#### READING PASSAGE
· · · ·
Beginning next year, the number of students allowed to live off campus will be calculated annually based on a variety of factors including the number of students abroad, retention rate, number of transfer students and size of the first-year class. However, neither McLoughlin nor Millard anticipate the number dropping below 200 seniors in the next several years, indicating no major changes to the size of the program.

“People get nervous when they hear that [we’ll start using an adaptive number approach] because we’re adding 200 new beds to our ecosystem, and the direct translation that sometimes people make is that we’re reducing the off-campus count by 200. That is not in our plan. We want seniors to have the opportunity to live off-campus,” Millard said.

Over the past decade, the number of students allowed to live off-campus through the lottery system has remained at about 250 seniors per year, a number established by Colgate’s 15th President Rebecca Chopp.

Millard explained that people often ask her why more students aren’t approved when Hamilton has a larger capacity for students than is utilized. She explained that this number is based on the necessity to fill Colgate housing. The loss of approximately 250 students each year can be absorbed by the system, but generally not more than that.

However, while off-campus numbers won’t change dramatically, students can anticipate a few other changes to the housing system. Starting next year, students will be required to have a minimum GPA of 2.8 in order to live off-campus, based on the requirement for students to study abroad. Colgate will also administer a more thorough conduct review before allowing students to enter the lottery system.

McLoughlin feels that this is an important addition to the screening process.

“My obligation as dean is to deliver the strongest students to [the community], and students who have the skills and inclination to be good neighbors,” he said.

Colgate has faced some challenges with students off-campus this year. A letter was sent to McLoughlin on January 22 regarding behavior of Colgate students in the Village of Hamilton.

“Recently the Village Board of Trustees has become aware of, and concerned with disruptive, dangerous and unlawful activities occurring at some boarding houses within the Village of Hamilton,” the letter opened.

McLoughlin has begun to meet with the landlords to discuss ways to establish a relationship. One of the goals is to make Colgate students more accountable for disciplinary issues off campus through better communication between the police, the dean’s office and the landlords.

At the first meeting between landlords and the Colgate administration on February 19, many landlords discussed issues they’ve had with tenants, particularly centered around property damage and partying. Several landlords in attendance expressed the desire to be able to better address these issues, which McLoughlin encouraged them to report to his office of Student Affairs.

“It’s a pretty helpless moment when you pull up to the house [you own] and see 100 kids,” one landlord explained.
· · · ·
#### DATASET ENTRIES

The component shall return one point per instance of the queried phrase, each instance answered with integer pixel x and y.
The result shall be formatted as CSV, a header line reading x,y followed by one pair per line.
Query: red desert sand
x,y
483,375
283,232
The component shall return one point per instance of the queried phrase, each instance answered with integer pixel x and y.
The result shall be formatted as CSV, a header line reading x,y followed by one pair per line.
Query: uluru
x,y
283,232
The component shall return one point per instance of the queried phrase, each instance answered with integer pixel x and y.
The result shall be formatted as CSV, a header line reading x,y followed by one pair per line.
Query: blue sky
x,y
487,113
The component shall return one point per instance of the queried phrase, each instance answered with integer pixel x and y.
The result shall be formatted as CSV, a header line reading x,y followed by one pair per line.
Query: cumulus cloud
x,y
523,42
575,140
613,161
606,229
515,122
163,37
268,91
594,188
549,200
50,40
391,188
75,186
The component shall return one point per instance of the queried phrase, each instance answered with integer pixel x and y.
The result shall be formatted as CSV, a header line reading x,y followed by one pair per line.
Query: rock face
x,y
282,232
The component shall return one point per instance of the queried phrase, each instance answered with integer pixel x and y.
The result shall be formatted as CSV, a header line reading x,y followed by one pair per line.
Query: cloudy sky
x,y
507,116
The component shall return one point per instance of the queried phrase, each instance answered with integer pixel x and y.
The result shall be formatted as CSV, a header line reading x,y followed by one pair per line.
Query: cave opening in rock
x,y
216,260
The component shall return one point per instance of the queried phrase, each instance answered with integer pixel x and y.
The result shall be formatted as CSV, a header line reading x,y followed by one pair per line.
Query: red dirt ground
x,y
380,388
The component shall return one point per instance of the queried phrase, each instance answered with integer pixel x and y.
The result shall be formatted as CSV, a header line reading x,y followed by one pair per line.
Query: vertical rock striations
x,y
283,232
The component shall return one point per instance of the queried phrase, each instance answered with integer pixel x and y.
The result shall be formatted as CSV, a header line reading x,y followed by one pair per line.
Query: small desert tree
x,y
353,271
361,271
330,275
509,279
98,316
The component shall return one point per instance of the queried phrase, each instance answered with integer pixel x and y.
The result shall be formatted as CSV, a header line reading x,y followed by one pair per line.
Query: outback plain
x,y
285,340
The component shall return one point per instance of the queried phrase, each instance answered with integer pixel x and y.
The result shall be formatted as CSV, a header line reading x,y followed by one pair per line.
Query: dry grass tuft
· · · ·
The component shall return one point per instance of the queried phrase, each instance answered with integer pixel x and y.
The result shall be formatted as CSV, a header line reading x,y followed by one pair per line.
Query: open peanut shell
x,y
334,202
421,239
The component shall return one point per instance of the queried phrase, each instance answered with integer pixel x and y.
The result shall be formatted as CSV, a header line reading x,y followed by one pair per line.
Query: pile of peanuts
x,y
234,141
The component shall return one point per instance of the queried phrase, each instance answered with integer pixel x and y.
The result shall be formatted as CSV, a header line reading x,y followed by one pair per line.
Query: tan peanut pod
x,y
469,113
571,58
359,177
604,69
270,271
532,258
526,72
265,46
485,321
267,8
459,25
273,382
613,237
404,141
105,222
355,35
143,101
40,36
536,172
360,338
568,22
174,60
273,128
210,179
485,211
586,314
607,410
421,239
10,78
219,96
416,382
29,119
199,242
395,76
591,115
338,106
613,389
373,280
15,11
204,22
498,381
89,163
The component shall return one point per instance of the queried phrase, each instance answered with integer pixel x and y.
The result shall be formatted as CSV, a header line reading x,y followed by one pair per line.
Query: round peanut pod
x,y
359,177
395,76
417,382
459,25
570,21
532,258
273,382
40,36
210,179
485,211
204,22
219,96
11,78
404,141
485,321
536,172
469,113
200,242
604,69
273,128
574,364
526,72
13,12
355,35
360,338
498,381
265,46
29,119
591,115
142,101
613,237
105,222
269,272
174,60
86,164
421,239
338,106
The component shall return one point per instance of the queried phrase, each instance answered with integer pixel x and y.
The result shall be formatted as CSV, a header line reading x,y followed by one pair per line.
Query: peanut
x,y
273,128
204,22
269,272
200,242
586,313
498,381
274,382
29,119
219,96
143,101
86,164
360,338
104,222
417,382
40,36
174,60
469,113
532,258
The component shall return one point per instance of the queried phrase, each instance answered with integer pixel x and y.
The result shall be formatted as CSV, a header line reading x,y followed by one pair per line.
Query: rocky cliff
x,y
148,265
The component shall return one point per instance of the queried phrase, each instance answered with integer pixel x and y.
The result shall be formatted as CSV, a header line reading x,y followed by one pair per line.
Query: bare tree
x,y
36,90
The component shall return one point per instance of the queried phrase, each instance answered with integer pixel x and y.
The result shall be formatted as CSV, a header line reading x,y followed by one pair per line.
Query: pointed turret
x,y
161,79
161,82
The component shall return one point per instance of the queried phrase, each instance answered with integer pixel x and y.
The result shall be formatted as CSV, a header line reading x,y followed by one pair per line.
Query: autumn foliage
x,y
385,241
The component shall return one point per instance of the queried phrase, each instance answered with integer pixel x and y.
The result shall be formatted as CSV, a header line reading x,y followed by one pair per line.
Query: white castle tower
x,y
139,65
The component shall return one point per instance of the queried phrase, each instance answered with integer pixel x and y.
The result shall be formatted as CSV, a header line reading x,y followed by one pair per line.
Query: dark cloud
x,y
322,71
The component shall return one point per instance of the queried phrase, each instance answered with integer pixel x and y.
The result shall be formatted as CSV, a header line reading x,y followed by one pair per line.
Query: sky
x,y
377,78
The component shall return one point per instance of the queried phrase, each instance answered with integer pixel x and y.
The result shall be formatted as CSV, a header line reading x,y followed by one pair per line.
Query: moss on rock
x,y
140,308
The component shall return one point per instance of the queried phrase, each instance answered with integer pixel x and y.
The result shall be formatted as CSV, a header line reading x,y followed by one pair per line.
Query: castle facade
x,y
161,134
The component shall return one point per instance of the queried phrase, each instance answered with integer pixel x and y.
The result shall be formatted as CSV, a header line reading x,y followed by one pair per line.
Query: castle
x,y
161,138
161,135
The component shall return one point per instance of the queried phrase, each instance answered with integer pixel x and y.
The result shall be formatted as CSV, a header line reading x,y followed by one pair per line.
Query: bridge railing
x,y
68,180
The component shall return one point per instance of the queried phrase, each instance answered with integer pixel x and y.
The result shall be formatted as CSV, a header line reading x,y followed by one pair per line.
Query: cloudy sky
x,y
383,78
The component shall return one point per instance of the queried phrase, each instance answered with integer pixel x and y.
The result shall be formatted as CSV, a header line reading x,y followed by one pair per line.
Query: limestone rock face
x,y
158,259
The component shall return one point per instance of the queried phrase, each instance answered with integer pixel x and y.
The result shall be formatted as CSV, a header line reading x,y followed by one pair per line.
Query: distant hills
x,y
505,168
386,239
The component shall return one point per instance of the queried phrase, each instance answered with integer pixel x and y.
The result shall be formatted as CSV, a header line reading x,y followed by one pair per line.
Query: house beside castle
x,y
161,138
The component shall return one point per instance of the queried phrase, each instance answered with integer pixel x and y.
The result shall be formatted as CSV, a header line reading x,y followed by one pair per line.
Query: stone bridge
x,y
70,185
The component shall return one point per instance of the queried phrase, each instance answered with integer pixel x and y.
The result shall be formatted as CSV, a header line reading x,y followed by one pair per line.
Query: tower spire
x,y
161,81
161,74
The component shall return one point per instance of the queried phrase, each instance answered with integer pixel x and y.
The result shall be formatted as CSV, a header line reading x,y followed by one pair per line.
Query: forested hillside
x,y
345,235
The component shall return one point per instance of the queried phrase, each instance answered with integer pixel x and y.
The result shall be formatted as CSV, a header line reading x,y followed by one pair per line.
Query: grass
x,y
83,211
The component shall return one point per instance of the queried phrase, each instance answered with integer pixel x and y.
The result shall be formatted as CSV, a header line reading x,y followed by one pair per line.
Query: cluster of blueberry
· · · ·
#### REQUIRED WORK
Decide whether each statement agrees with the article on off-campus housing. Answer yes or no and quote the words from the article that decide it.
1. Starting next year, students must have at least a 2.8 GPA to live off campus.
2. Adding 200 new beds means the off-campus count will be cut by 200.
3. The figure of about 250 seniors per year was set by Rebecca Chopp.
Use only the article on off-campus housing.

#### WORKED SOLUTION
1. Yes: "Starting next year, students will be required to have a minimum GPA of 2.8 in order to live off-campus"
2. No: "That is not in our plan."
3. Yes: "a number established by Colgate’s 15th President Rebecca Chopp"